[Point localization data]
● ● ● ● ● ● ●

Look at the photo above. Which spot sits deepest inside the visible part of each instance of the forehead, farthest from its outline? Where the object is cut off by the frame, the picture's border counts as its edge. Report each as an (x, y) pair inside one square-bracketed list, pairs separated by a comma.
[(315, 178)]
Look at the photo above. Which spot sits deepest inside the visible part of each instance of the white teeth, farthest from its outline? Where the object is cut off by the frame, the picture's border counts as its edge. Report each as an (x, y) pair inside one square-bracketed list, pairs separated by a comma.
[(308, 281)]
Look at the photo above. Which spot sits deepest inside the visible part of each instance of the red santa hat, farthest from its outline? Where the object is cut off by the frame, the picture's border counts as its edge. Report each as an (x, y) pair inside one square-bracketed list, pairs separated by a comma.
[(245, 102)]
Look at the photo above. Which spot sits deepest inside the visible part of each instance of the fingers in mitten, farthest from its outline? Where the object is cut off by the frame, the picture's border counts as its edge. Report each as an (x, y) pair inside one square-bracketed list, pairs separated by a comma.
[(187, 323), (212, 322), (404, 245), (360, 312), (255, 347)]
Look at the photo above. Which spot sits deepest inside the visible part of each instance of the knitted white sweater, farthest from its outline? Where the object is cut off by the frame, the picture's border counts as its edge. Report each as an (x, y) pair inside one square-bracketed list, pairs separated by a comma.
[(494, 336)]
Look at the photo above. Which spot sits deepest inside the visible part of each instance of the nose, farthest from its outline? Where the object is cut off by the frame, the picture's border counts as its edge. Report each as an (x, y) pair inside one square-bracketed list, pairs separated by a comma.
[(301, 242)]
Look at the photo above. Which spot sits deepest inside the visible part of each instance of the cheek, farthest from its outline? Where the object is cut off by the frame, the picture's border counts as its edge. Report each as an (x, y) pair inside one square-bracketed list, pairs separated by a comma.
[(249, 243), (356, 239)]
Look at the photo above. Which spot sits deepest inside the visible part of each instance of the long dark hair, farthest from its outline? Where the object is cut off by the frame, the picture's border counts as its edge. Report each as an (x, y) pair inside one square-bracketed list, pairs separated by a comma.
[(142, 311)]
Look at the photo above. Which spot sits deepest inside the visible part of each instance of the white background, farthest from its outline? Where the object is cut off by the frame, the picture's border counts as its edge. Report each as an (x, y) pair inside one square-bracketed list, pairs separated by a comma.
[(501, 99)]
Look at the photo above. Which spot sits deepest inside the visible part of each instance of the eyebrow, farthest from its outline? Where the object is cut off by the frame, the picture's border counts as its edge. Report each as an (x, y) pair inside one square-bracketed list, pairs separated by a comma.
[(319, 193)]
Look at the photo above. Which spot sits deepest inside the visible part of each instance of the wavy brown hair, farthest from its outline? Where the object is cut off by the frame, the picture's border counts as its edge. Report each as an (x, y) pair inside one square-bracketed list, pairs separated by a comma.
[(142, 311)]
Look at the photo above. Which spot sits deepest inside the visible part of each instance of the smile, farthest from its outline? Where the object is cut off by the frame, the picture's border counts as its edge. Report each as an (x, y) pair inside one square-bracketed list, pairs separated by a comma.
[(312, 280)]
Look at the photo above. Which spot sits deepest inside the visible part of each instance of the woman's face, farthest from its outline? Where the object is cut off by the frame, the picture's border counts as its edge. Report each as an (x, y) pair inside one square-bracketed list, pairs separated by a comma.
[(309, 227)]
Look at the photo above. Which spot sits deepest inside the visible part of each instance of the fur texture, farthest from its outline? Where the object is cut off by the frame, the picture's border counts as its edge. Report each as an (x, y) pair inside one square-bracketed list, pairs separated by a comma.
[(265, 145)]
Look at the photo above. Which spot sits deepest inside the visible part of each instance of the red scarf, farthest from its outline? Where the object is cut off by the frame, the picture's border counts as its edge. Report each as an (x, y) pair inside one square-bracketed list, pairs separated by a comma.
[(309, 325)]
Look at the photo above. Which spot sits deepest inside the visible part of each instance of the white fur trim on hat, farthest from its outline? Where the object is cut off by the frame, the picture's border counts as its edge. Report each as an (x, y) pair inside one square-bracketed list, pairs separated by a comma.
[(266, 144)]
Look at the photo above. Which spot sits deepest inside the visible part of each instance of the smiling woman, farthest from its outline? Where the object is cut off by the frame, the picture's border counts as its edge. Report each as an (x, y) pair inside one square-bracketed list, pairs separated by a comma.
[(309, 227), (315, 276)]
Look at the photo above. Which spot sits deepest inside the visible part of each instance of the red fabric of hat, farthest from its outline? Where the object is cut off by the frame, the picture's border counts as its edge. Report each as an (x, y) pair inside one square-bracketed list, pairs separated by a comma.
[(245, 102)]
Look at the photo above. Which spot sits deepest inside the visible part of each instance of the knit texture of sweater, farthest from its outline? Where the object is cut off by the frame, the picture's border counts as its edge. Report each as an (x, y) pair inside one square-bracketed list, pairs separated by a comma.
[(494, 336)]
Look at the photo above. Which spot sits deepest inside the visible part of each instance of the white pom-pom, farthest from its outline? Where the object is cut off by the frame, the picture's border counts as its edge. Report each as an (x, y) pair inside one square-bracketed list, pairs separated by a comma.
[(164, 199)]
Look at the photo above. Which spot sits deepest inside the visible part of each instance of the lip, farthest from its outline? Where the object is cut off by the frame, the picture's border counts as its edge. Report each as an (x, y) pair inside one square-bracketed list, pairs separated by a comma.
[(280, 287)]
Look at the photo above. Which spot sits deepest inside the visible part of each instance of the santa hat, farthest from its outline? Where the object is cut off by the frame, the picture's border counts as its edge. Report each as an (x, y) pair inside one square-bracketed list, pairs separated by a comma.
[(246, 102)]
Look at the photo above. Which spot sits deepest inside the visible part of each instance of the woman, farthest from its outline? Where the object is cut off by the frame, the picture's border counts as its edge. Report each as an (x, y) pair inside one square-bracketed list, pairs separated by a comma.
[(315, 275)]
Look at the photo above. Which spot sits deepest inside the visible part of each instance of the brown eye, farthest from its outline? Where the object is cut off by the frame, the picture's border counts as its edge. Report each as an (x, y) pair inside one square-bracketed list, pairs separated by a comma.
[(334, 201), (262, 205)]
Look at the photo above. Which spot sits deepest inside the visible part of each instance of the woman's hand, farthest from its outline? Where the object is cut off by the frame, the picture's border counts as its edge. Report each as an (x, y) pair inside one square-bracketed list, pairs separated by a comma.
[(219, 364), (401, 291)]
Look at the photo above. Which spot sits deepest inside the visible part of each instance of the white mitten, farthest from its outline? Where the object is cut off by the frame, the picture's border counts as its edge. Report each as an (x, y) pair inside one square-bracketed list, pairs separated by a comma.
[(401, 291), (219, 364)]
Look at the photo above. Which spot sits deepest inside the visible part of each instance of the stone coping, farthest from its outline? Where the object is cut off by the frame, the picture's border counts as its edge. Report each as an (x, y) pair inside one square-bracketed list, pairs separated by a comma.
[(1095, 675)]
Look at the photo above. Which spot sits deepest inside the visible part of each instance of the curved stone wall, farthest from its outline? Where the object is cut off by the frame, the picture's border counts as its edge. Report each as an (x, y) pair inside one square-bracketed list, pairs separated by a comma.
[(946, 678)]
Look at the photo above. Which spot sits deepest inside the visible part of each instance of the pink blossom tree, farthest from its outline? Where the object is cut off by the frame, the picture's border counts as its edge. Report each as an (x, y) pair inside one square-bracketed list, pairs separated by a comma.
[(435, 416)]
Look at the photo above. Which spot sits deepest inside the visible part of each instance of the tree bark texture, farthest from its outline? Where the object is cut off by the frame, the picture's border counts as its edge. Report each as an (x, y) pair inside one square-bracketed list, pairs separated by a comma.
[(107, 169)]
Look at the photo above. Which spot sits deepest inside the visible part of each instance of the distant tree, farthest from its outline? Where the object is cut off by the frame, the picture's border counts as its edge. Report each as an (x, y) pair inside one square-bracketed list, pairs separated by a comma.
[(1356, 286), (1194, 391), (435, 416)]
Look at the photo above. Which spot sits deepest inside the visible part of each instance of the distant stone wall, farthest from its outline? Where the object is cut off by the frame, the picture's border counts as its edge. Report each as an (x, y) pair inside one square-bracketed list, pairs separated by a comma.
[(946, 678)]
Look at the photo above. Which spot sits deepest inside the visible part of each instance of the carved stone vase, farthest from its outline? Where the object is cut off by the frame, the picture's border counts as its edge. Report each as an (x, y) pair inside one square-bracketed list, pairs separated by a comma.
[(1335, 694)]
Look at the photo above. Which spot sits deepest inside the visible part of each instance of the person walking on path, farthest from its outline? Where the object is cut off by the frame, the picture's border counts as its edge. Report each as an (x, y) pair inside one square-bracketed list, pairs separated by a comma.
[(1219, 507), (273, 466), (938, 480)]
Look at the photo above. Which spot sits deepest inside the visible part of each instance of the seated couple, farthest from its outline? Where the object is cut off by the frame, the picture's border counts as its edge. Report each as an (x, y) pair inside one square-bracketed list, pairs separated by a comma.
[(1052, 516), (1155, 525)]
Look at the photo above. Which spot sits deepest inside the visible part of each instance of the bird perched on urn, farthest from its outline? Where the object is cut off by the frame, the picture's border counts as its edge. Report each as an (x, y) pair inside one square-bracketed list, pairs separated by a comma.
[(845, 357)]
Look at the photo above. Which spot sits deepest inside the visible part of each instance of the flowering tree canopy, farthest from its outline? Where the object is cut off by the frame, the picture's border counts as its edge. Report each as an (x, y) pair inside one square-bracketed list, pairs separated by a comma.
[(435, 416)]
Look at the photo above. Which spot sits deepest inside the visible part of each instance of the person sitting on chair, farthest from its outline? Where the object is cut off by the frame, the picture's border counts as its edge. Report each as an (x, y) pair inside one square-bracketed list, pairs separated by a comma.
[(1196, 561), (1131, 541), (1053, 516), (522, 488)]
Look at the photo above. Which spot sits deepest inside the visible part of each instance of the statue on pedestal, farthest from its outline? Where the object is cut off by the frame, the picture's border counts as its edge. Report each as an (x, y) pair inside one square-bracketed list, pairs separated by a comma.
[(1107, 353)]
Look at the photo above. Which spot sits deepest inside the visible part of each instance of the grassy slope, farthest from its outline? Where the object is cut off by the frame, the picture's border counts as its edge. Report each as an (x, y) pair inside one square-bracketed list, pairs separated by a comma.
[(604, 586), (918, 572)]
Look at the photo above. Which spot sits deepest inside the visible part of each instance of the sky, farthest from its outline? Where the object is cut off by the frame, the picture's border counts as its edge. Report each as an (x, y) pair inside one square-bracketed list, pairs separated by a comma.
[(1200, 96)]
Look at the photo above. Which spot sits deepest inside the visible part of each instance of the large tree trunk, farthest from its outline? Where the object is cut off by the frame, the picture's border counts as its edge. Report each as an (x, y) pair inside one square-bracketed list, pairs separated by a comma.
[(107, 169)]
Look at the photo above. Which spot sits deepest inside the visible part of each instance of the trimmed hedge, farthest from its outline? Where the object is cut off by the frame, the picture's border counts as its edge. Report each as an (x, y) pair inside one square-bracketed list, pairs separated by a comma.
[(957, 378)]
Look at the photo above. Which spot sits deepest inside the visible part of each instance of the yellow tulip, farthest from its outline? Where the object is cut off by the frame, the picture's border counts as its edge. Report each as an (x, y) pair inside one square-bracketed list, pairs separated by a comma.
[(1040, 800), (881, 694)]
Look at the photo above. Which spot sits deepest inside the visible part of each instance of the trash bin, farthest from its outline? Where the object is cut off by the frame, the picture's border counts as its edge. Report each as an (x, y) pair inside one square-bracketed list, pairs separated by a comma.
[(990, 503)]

● ● ● ● ● ● ●

WHAT TO PRODUCE. Output exactly, and only, the lines running from the one that contains "of the trash" through the last line of the entries above.

RESPONSE AREA.
Look at the photo above. Which spot sits deepest inside the visible part of each instance of the trash bin, farthest from its outline? Where the object is cut off by the frame, the picture's border counts as its edge. Report each as an (x, y) pair inside one square-bracketed list, pairs separated by a comma.
[(990, 503)]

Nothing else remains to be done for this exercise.